◆ **EXERCISE DESCRIPTION**
Please give again, word for word, each line that falls between the line with "box: [321, 9, 361, 337]" and the end of the data, inclusive.
*** DATASET EXTRACT ***
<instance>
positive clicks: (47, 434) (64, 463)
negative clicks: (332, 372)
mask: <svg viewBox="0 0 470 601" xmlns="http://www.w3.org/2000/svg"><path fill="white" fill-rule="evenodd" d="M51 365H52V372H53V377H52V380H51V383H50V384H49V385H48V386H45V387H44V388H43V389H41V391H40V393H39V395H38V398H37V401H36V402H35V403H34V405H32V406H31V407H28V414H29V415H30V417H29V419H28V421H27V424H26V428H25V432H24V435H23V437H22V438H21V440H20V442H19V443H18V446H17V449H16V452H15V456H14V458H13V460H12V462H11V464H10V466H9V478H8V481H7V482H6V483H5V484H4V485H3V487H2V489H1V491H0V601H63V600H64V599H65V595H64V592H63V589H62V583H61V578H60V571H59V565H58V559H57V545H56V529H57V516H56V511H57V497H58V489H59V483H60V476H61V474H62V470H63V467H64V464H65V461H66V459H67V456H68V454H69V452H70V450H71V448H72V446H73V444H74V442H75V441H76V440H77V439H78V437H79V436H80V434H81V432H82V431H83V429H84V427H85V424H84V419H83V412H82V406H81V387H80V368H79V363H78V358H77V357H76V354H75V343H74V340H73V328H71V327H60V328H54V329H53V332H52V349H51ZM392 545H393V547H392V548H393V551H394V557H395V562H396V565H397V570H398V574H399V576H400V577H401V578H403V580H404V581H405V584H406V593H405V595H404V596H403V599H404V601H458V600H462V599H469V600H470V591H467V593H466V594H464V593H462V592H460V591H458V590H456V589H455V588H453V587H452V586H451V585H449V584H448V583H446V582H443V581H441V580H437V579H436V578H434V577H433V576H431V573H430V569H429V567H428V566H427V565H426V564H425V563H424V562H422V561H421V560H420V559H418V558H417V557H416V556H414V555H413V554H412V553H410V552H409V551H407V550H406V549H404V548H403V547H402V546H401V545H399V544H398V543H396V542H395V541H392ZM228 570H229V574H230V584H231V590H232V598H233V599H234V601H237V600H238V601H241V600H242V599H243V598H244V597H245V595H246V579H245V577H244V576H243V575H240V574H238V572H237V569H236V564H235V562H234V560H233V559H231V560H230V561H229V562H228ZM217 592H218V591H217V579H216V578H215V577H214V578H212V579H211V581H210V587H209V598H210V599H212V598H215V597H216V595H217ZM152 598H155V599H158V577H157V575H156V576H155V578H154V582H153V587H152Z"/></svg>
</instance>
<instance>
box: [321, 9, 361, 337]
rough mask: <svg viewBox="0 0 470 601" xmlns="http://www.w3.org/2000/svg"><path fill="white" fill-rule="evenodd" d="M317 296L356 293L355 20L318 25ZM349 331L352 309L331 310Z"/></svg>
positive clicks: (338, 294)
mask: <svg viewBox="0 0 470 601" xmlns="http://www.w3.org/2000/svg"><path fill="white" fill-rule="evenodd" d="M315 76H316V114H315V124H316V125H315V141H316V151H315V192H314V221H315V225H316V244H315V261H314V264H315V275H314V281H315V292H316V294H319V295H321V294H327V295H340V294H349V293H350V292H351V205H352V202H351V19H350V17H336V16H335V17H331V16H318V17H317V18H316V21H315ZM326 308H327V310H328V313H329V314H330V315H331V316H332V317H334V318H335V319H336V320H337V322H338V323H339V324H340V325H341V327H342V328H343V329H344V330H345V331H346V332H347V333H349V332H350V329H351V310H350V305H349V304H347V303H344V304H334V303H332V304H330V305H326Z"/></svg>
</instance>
*** End of DATASET EXTRACT ***
◆ **SOLUTION**
box: [321, 9, 361, 337]
rough mask: <svg viewBox="0 0 470 601" xmlns="http://www.w3.org/2000/svg"><path fill="white" fill-rule="evenodd" d="M317 296L356 293L355 20L318 25ZM349 331L352 309L331 310Z"/></svg>
positive clicks: (338, 294)
mask: <svg viewBox="0 0 470 601" xmlns="http://www.w3.org/2000/svg"><path fill="white" fill-rule="evenodd" d="M315 76H316V114H315V124H316V125H315V141H316V151H315V192H314V221H315V225H316V244H315V261H314V264H315V275H314V281H315V292H316V294H319V295H321V294H327V295H340V294H349V293H350V292H351V205H352V202H351V19H350V17H336V16H335V17H331V16H318V17H317V18H316V21H315ZM326 308H327V310H328V313H329V314H330V315H331V316H332V317H334V318H335V319H336V320H337V322H338V323H339V324H340V325H341V327H342V328H343V329H344V330H345V331H346V332H347V333H349V332H350V329H351V310H350V305H349V304H347V303H344V304H334V303H332V304H330V305H326Z"/></svg>
</instance>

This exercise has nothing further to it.